Задание к выполнению:
Замените «ларец» на «сундук» и приведите заново всё от «Таким образом, коллекция, по» до «достижениям человеческого творчества.» в отрывке о коллекции рукописей.

Исходный документ:
★ ★ ★ ★

Однако со временем тщеславие коллекционера завело меня еще дальше. Мне уже мало было просто владеть рукописным сводом всемирной литературы и музыки, зеркалом тысячи творческих методов; простое расширение коллекции уже не занимало меня, и последние десять лет моего собирательства прошли в том, что я без конца облагораживал ее. Если на первых порах я довольствовался теми рукописями поэта или музыканта, которые отражали творческий процесс, то со временем моей главной заботой стало представить каждого автора в минуту творческого счастья, в миг высочайшего взлета. Другими словами, теперь я разыскивал уже не просто рукопись стихотворения того или иного поэта, а рукопись одного из его прекраснейших стихотворений, а еще лучше - такого, в котором ощущалось бы вдохновение первого мига озарения, воплощенного в первых чернильных или карандашных штрихах, устремленного к вечности.

Я хотел - о дерзкое тщеславие! - постичь в реликвии рукописи именно то, что сделало бессмертных бессмертными для мира.

Таким образом, коллекция, по сути дела, находилась в беспрестанном движении; каждый имевшийся у меня манускрипт, не отвечавший этим высоким требованиям, подлежал изъятию, продаже или обмену, как только мне удавалось найти более значительный, более характерный, более сопричастный вечности, если можно так сказать. И что самое примечательное - удавалось это не так уж редко: ведь мало кто собирал ценные вещи с таким знанием дела, так упорно и умело, как я. В результате набралась папка, а затем целый ларец, где, защищенные металлом и асбестом от порчи, лежали черновики и черновые фрагменты произведений, которые принадлежат к главнейшим достижениям человеческого творчества.

★ ★ ★ ★

Исследуемые данные:

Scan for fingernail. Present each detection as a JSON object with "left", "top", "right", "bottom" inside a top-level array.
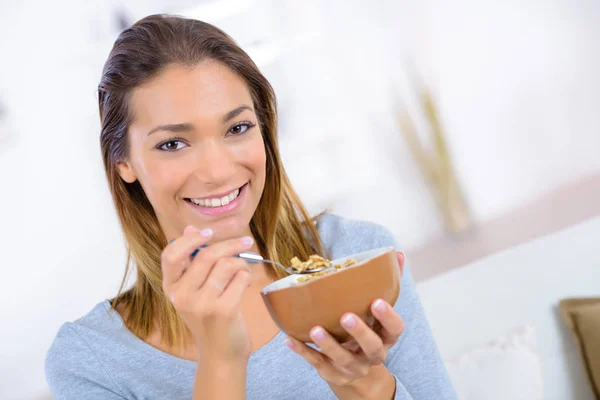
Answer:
[
  {"left": 285, "top": 338, "right": 296, "bottom": 349},
  {"left": 312, "top": 328, "right": 325, "bottom": 342},
  {"left": 373, "top": 299, "right": 385, "bottom": 312},
  {"left": 183, "top": 225, "right": 198, "bottom": 235},
  {"left": 200, "top": 228, "right": 213, "bottom": 237},
  {"left": 342, "top": 315, "right": 356, "bottom": 328}
]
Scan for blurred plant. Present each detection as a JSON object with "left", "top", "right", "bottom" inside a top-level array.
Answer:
[{"left": 397, "top": 74, "right": 472, "bottom": 233}]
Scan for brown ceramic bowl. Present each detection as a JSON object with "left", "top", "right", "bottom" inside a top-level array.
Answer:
[{"left": 262, "top": 247, "right": 400, "bottom": 342}]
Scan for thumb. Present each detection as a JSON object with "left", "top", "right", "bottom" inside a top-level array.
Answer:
[{"left": 396, "top": 251, "right": 406, "bottom": 278}]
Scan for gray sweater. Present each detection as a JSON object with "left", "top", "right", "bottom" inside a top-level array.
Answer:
[{"left": 46, "top": 214, "right": 457, "bottom": 400}]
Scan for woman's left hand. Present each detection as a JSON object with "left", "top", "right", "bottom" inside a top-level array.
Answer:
[{"left": 286, "top": 253, "right": 404, "bottom": 395}]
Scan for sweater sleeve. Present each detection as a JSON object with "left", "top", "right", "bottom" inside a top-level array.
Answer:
[{"left": 45, "top": 323, "right": 126, "bottom": 400}]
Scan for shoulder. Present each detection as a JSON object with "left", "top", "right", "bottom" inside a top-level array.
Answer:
[
  {"left": 44, "top": 302, "right": 127, "bottom": 399},
  {"left": 317, "top": 212, "right": 399, "bottom": 258}
]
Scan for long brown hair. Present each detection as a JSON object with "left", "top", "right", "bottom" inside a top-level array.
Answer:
[{"left": 98, "top": 15, "right": 324, "bottom": 345}]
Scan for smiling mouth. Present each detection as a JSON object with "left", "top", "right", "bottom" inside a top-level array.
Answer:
[{"left": 185, "top": 183, "right": 247, "bottom": 208}]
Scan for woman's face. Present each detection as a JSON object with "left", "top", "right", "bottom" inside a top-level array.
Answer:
[{"left": 117, "top": 61, "right": 266, "bottom": 240}]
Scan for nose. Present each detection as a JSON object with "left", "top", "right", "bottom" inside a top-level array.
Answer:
[{"left": 194, "top": 140, "right": 235, "bottom": 186}]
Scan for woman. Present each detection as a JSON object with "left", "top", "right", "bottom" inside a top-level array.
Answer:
[{"left": 46, "top": 15, "right": 455, "bottom": 400}]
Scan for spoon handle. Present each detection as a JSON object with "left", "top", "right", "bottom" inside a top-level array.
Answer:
[{"left": 191, "top": 244, "right": 264, "bottom": 264}]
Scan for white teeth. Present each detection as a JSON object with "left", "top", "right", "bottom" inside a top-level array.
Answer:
[{"left": 190, "top": 189, "right": 240, "bottom": 207}]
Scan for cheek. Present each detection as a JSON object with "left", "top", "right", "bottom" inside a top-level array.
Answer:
[{"left": 138, "top": 154, "right": 188, "bottom": 205}]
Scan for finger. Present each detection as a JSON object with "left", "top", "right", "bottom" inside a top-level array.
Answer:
[
  {"left": 161, "top": 227, "right": 212, "bottom": 289},
  {"left": 221, "top": 269, "right": 252, "bottom": 310},
  {"left": 396, "top": 251, "right": 406, "bottom": 278},
  {"left": 285, "top": 337, "right": 351, "bottom": 385},
  {"left": 371, "top": 299, "right": 405, "bottom": 346},
  {"left": 341, "top": 313, "right": 386, "bottom": 365},
  {"left": 198, "top": 257, "right": 250, "bottom": 299},
  {"left": 173, "top": 236, "right": 254, "bottom": 291},
  {"left": 310, "top": 327, "right": 370, "bottom": 377}
]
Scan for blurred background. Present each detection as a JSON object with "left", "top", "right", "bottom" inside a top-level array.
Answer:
[{"left": 0, "top": 0, "right": 600, "bottom": 399}]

★ ★ ★ ★

Решение задания:
Таким образом, коллекция, по сути дела, находилась в беспрестанном движении; каждый имевшийся у меня манускрипт, не отвечавший этим высоким требованиям, подлежал изъятию, продаже или обмену, как только мне удавалось найти более значительный, более характерный, более сопричастный вечности, если можно так сказать. И что самое примечательное - удавалось это не так уж редко: ведь мало кто собирал ценные вещи с таким знанием дела, так упорно и умело, как я. В результате набралась папка, а затем целый сундук, где, защищенные металлом и асбестом от порчи, лежали черновики и черновые фрагменты произведений, которые принадлежат к главнейшим достижениям человеческого творчества.